● Task item: Exactly as they stand, write out all of the entries again.

======== Extracted information ========

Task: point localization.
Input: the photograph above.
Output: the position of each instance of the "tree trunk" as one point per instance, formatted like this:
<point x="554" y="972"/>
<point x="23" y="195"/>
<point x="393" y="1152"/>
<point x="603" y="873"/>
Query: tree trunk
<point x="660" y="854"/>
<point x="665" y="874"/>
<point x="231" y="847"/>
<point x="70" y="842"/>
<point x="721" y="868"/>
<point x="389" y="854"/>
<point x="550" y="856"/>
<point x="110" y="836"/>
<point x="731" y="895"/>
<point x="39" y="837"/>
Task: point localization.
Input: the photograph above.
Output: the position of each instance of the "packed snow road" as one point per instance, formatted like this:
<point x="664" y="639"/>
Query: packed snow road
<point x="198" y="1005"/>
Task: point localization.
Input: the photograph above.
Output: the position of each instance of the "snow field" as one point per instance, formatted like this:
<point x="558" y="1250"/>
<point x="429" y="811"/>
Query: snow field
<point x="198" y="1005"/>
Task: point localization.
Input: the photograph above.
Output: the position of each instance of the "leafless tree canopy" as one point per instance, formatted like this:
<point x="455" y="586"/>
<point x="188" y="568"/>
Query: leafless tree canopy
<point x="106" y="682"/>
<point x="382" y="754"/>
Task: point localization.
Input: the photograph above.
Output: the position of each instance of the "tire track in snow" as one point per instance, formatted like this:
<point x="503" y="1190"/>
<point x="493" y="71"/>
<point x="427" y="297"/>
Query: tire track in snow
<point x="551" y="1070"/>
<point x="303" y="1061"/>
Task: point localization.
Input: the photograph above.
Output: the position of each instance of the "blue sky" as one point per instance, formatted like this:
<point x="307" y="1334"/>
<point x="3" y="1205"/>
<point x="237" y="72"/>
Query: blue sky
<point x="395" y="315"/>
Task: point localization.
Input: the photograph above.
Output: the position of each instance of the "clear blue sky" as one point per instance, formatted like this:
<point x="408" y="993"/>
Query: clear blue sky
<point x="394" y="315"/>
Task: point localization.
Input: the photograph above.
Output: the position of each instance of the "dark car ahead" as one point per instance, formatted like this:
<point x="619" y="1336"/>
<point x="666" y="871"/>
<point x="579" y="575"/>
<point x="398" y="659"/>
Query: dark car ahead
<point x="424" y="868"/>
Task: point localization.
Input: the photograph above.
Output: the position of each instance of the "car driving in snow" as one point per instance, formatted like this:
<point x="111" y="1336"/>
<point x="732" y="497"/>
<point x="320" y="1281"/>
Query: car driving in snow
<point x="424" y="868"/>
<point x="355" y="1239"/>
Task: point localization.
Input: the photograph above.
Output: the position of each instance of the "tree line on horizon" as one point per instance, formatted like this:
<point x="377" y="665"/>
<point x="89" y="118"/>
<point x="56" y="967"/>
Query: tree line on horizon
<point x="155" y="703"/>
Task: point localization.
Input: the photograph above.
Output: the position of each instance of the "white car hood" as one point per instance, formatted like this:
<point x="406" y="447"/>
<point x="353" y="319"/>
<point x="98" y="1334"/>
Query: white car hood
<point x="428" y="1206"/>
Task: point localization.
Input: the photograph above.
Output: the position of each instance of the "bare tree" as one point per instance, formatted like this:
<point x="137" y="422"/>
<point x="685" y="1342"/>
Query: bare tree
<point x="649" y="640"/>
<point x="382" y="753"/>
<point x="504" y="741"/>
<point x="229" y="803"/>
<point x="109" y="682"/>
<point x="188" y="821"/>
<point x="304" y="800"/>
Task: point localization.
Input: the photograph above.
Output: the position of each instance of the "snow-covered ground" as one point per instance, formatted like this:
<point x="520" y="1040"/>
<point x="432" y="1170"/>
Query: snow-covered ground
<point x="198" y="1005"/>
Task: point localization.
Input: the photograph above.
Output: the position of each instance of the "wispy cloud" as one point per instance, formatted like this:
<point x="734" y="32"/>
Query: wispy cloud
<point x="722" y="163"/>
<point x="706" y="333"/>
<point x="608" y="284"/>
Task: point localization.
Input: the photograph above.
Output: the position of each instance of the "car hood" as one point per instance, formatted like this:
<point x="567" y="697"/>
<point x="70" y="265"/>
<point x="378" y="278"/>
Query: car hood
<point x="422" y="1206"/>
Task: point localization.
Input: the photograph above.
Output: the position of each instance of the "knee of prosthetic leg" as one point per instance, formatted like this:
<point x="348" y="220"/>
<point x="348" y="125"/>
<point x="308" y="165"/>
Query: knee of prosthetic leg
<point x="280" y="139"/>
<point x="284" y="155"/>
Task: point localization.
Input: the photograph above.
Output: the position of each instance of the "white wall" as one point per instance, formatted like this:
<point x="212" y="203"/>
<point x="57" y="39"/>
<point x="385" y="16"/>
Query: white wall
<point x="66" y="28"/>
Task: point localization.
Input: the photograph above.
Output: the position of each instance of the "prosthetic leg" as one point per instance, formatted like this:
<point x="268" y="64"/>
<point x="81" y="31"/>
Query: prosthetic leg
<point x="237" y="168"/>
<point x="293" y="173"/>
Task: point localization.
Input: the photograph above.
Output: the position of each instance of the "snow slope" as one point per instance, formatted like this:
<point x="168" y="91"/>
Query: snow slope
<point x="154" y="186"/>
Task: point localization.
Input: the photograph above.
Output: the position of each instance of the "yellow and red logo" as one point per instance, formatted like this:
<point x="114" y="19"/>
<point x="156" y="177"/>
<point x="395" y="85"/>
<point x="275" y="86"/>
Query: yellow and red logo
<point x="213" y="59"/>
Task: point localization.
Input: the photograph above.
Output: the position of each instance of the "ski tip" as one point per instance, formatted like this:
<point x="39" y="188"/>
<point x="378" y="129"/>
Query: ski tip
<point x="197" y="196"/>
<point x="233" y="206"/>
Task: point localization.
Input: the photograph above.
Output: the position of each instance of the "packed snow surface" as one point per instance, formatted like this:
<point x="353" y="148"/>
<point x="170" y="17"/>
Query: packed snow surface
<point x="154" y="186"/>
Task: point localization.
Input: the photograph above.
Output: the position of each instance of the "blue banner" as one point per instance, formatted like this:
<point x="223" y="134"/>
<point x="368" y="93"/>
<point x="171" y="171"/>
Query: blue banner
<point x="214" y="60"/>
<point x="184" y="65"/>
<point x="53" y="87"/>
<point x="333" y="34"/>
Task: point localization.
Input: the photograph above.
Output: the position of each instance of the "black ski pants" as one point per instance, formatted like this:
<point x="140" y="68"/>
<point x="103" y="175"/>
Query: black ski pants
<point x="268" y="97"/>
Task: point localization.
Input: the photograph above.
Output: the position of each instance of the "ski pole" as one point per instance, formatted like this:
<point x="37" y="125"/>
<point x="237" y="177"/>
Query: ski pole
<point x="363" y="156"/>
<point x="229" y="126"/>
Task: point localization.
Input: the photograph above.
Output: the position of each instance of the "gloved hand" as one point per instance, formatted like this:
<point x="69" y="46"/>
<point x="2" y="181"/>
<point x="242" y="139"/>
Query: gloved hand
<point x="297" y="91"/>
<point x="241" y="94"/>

========

● Written response:
Task: point localization.
Input: the photograph above.
Output: the position of each instance of the "tree trunk" as one point per instance, formatted like this:
<point x="554" y="972"/>
<point x="23" y="195"/>
<point x="393" y="1152"/>
<point x="603" y="873"/>
Query: tree trunk
<point x="660" y="854"/>
<point x="665" y="874"/>
<point x="231" y="847"/>
<point x="70" y="842"/>
<point x="721" y="868"/>
<point x="389" y="854"/>
<point x="550" y="856"/>
<point x="110" y="836"/>
<point x="731" y="895"/>
<point x="39" y="837"/>
Task: point localization.
Input: the photograph above.
Output: the position of each instance of the "packed snow road" as one point per instance, formatted like this:
<point x="664" y="639"/>
Query: packed snow road
<point x="198" y="1005"/>
Task: point localization.
Input: the photograph above.
Output: the position of each instance of the "snow field" as one point per instance, formatted like this:
<point x="558" y="1250"/>
<point x="429" y="811"/>
Query: snow field
<point x="198" y="1005"/>
Task: point localization.
Input: the photograph above.
Output: the position of each instance of the "leafless tree canopy" as one point per instance, formatted like this:
<point x="455" y="586"/>
<point x="188" y="568"/>
Query: leafless tree canopy
<point x="106" y="682"/>
<point x="382" y="754"/>
Task: point localization.
Input: the photograph above.
Output: the position of each instance of the "tire track in snow" as one point per instance, formatted like this:
<point x="503" y="1190"/>
<point x="493" y="71"/>
<point x="427" y="297"/>
Query: tire track in snow
<point x="551" y="1070"/>
<point x="303" y="1061"/>
Task: point localization.
Input: the photograph above.
Output: the position of each instance of the "blue sky" as one point per instance, formatted like this:
<point x="307" y="1334"/>
<point x="3" y="1205"/>
<point x="237" y="72"/>
Query: blue sky
<point x="395" y="315"/>
Task: point localization.
Input: the photograph above.
Output: the position of each instance of the "clear blue sky" as one point per instance, formatted like this:
<point x="408" y="993"/>
Query: clear blue sky
<point x="394" y="315"/>
Task: point localization.
Input: the photograph above.
Output: the position of each instance of the "dark car ahead" as one point per instance, formatted like this:
<point x="619" y="1336"/>
<point x="666" y="871"/>
<point x="579" y="575"/>
<point x="398" y="659"/>
Query: dark car ahead
<point x="424" y="868"/>
Task: point localization.
Input: the photograph above.
Output: the position of each instance of the "car driving in snow" as one point per instance, formatted like this:
<point x="111" y="1336"/>
<point x="732" y="497"/>
<point x="320" y="1281"/>
Query: car driving in snow
<point x="424" y="868"/>
<point x="355" y="1239"/>
Task: point localization.
Input: the photograph above.
Output: the position of each instance of the "tree line on horizon" as one point per instance, formatted like this:
<point x="377" y="665"/>
<point x="89" y="118"/>
<point x="56" y="967"/>
Query: tree line on horizon
<point x="155" y="703"/>
Task: point localization.
Input: the photograph above.
Output: the position of each instance of the "white car hood" as one point per instance, formatted like this:
<point x="406" y="447"/>
<point x="353" y="319"/>
<point x="98" y="1334"/>
Query: white car hood
<point x="428" y="1206"/>
Task: point localization.
Input: the photograph above.
Output: the position of each instance of the "bare tree" as one point per instance, formatted like this:
<point x="137" y="422"/>
<point x="685" y="1342"/>
Query: bare tree
<point x="649" y="640"/>
<point x="382" y="753"/>
<point x="504" y="741"/>
<point x="229" y="803"/>
<point x="109" y="682"/>
<point x="188" y="821"/>
<point x="304" y="800"/>
Task: point localization.
Input: the photograph above.
Output: the position of each instance of the "snow-covered ground" as one point per instance, formatted like this:
<point x="520" y="1040"/>
<point x="432" y="1170"/>
Query: snow-covered ground
<point x="198" y="1005"/>
Task: point localization.
Input: the photograph above.
Output: the position of each instance of the "wispy cloud" as one point per instance, formatted like this:
<point x="734" y="32"/>
Query: wispy cloud
<point x="722" y="163"/>
<point x="706" y="333"/>
<point x="608" y="284"/>
Task: point localization.
Input: the photograph above.
Output: the position of each instance of the "car hood" as one point per instance, formatted like this:
<point x="567" y="697"/>
<point x="70" y="265"/>
<point x="378" y="278"/>
Query: car hood
<point x="422" y="1206"/>
Task: point localization.
Input: the photograph above.
Output: the position of each instance of the "knee of prosthetic leg" as one point per instance, formatted like this:
<point x="348" y="220"/>
<point x="348" y="125"/>
<point x="308" y="165"/>
Query: knee of prosthetic leg
<point x="280" y="139"/>
<point x="284" y="155"/>
Task: point localization.
Input: the photograph above.
Output: the position of each instance of the "white wall" as one point per instance, formatted like this:
<point x="212" y="203"/>
<point x="57" y="39"/>
<point x="385" y="16"/>
Query: white wall
<point x="66" y="28"/>
Task: point localization.
Input: the photograph above.
Output: the position of each instance of the "prosthetic leg" as one point per instance, formatted like this:
<point x="268" y="64"/>
<point x="81" y="31"/>
Query: prosthetic leg
<point x="237" y="168"/>
<point x="293" y="173"/>
Task: point localization.
Input: the photograph above.
Output: the position of each instance of the "snow slope" as one point per instance, formatted like this:
<point x="168" y="91"/>
Query: snow slope
<point x="154" y="186"/>
Task: point localization.
Input: the photograph above.
Output: the position of each instance of the "yellow and red logo" as one point per instance, formatted like this:
<point x="114" y="19"/>
<point x="156" y="177"/>
<point x="395" y="85"/>
<point x="275" y="86"/>
Query: yellow and red logo
<point x="213" y="59"/>
Task: point localization.
Input: the photograph above.
Output: the position of each instance of the "ski tip" as one point per instance, formatted like this:
<point x="39" y="188"/>
<point x="378" y="129"/>
Query: ski tip
<point x="197" y="196"/>
<point x="233" y="206"/>
Task: point localization.
Input: the photograph above.
Output: the position of each instance of the "packed snow surface" as one point per instance, formatted like this:
<point x="353" y="148"/>
<point x="170" y="17"/>
Query: packed snow surface
<point x="154" y="186"/>
Task: point localization.
Input: the photograph above.
Output: the position of each instance of the "blue banner" as one point per instance, formatted like this:
<point x="223" y="134"/>
<point x="368" y="93"/>
<point x="171" y="171"/>
Query: blue banner
<point x="214" y="60"/>
<point x="184" y="65"/>
<point x="53" y="87"/>
<point x="333" y="34"/>
Task: point localization.
Input: the photograph above.
Output: the position of each instance of the "black ski pants" as one point per instance, formatted like this:
<point x="140" y="68"/>
<point x="103" y="175"/>
Query: black ski pants
<point x="268" y="97"/>
Task: point localization.
Input: the photograph above.
Output: the position of each instance of the "ski pole" as one point per instance, formatted like this:
<point x="37" y="125"/>
<point x="237" y="177"/>
Query: ski pole
<point x="363" y="156"/>
<point x="229" y="126"/>
Task: point localization.
Input: the photograph above.
Output: the position of each instance of the "gloved hand" as one point per instance, formatted like this:
<point x="69" y="46"/>
<point x="2" y="181"/>
<point x="242" y="139"/>
Query: gloved hand
<point x="297" y="91"/>
<point x="241" y="94"/>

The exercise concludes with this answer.